● **DESCRIPTION OF THE TASK**: Copy the stretch of the records below, from the line containing "For each instance of the dollar" through the last line of the records, word for word and with nothing changed.

● **INPUT FOR THIS TASK**:
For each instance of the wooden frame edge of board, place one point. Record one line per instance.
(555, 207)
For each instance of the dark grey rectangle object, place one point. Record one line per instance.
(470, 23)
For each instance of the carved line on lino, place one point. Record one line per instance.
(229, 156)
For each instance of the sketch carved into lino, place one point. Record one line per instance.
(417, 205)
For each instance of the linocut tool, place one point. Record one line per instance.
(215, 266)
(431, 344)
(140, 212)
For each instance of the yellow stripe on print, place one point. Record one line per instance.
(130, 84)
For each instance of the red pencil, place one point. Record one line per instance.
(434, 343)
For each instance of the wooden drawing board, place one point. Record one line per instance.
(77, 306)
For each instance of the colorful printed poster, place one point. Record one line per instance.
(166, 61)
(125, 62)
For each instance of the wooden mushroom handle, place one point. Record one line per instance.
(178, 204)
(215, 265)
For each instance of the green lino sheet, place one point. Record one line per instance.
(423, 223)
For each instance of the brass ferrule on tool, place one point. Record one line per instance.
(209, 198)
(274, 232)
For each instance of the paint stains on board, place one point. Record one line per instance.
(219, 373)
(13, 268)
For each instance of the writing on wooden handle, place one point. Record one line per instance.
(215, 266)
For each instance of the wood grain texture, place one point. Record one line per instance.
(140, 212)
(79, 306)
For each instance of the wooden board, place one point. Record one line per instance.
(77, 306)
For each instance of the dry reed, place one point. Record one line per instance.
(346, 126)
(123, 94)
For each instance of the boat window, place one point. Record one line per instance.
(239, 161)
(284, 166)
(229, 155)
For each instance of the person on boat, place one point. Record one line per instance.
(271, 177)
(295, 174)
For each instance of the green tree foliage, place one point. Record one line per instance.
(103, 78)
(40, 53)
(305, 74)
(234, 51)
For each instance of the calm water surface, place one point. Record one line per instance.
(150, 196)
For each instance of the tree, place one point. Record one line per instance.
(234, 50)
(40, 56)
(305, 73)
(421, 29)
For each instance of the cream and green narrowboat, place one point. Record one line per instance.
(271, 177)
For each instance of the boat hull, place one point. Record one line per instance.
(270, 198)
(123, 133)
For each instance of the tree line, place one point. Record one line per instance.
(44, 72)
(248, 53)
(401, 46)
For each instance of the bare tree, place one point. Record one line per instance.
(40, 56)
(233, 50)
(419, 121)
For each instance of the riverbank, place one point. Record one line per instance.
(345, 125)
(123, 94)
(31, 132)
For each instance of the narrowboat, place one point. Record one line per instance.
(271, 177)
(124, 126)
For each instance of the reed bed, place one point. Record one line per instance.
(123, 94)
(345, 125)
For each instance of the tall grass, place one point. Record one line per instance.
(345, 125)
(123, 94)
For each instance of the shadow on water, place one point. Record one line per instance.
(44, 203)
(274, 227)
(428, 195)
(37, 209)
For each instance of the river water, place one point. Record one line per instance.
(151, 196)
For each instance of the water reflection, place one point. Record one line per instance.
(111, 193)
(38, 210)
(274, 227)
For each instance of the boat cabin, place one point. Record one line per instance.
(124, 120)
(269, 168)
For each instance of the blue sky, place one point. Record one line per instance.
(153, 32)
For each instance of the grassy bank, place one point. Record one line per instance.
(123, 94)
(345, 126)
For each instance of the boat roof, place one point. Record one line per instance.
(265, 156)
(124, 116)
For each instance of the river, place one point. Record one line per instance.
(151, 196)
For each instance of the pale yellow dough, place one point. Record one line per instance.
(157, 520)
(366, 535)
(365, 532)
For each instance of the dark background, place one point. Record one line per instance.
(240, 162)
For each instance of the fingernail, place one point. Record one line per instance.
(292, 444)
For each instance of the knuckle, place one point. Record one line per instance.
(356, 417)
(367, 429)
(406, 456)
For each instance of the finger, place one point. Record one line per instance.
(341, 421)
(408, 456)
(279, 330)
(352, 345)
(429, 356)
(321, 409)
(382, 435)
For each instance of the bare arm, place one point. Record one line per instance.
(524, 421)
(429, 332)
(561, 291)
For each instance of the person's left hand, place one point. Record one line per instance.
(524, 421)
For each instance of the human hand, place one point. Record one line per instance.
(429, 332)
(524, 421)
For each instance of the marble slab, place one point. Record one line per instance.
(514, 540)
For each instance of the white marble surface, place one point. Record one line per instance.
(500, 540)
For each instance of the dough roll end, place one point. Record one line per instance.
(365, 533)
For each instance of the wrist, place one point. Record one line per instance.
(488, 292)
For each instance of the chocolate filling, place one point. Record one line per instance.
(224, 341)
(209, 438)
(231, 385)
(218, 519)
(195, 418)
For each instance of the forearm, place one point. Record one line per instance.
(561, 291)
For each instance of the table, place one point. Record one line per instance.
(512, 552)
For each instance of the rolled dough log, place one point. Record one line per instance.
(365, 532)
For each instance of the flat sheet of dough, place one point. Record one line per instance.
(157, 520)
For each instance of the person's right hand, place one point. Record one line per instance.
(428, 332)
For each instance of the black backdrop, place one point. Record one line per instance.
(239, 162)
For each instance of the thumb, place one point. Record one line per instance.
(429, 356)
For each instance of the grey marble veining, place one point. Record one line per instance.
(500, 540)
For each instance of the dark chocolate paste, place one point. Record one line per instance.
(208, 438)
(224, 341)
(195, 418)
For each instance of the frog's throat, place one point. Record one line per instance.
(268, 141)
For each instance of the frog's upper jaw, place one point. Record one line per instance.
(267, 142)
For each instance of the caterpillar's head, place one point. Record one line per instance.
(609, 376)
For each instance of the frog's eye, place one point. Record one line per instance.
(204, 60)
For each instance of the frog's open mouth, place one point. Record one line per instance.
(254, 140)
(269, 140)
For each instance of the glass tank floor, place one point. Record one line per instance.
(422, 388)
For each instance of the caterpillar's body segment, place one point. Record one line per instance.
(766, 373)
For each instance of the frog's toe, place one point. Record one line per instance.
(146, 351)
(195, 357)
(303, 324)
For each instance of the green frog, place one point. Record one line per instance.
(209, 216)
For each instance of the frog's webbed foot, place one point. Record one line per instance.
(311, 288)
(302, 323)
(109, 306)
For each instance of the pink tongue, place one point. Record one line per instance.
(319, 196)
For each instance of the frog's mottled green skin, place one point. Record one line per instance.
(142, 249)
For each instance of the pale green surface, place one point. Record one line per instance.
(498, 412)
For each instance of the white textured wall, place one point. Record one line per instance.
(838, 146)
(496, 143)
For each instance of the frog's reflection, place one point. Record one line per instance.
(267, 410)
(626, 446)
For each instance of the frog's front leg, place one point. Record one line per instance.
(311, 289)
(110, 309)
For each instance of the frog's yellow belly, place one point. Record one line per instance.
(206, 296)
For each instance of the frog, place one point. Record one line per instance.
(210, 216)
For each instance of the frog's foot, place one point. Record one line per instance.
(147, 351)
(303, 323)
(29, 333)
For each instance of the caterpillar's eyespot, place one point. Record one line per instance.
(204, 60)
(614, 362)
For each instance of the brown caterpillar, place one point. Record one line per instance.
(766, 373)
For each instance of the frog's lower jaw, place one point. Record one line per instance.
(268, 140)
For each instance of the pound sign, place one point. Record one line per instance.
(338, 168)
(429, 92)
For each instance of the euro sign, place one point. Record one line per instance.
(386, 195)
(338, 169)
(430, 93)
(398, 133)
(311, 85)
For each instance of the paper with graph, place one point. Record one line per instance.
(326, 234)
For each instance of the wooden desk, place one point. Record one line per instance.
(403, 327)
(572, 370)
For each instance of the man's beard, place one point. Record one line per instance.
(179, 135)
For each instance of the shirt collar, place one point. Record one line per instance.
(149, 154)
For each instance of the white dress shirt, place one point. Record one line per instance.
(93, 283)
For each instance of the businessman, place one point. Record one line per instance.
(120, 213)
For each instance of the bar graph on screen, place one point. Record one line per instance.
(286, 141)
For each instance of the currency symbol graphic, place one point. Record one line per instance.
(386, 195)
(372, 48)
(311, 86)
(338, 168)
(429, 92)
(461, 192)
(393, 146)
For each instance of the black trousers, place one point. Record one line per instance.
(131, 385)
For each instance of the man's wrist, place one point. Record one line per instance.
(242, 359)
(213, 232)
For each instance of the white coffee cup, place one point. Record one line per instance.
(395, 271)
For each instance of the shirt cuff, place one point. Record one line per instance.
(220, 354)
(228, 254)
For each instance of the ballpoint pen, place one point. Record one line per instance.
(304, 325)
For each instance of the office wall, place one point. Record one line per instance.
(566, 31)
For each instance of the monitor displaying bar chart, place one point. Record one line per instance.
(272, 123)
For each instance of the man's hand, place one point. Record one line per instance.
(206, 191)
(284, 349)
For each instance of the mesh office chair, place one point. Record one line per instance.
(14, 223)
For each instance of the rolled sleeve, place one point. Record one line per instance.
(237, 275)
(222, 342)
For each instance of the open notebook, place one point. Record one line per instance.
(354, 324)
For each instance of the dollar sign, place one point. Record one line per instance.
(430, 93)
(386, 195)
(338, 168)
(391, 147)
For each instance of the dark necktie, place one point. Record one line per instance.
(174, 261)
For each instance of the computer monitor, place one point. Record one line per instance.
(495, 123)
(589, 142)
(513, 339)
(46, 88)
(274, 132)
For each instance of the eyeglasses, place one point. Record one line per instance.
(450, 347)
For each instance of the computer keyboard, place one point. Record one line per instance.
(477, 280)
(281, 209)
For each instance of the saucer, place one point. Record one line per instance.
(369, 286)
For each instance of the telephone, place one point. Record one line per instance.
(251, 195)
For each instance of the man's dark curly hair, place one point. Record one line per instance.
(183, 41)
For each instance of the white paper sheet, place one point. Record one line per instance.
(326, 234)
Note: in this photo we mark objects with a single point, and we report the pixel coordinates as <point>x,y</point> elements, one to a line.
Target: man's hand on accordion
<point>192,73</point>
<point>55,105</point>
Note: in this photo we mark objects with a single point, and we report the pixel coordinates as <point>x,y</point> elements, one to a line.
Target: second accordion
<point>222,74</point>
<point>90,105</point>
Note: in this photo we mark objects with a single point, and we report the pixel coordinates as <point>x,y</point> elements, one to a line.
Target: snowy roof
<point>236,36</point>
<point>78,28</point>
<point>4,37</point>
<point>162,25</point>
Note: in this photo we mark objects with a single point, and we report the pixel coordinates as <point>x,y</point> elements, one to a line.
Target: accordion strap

● **TASK RESULT**:
For each instance of the dollar sign, place one point. Record one line per instance.
(430, 93)
(386, 195)
(338, 168)
(391, 147)
For each instance of the dark necktie, place one point. Record one line per instance.
(174, 261)
For each instance of the computer monitor, place one point. Record one line per instance.
(495, 123)
(589, 142)
(513, 339)
(46, 88)
(274, 132)
For each instance of the eyeglasses, place one point. Record one line per instance.
(450, 347)
For each instance of the computer keyboard, place one point. Record one line per instance.
(477, 280)
(281, 209)
For each instance of the saucer, place one point. Record one line per instance.
(369, 286)
For each instance of the telephone, place one point. Record one line per instance.
(251, 195)
For each instance of the man's dark curly hair, place one point. Record one line per instance.
(183, 41)
For each instance of the white paper sheet, place one point. Record one line per instance.
(326, 234)
Note: in this photo we mark objects with a single point, and we report the pixel coordinates as <point>x,y</point> elements, one to a line.
Target: man's hand on accordion
<point>192,73</point>
<point>55,105</point>
Note: in this photo we mark objects with a single point, and we report the pixel coordinates as <point>x,y</point> elements, one to a line.
Target: second accordion
<point>222,74</point>
<point>90,105</point>
Note: in this photo we mark objects with a single point, and we report the pixel coordinates as <point>x,y</point> elements, one to a line.
Target: snowy roof
<point>236,36</point>
<point>78,28</point>
<point>4,37</point>
<point>162,25</point>
Note: in this photo we mark objects with a single point, and we report the pixel coordinates as <point>x,y</point> elements, one to a line.
Target: accordion strap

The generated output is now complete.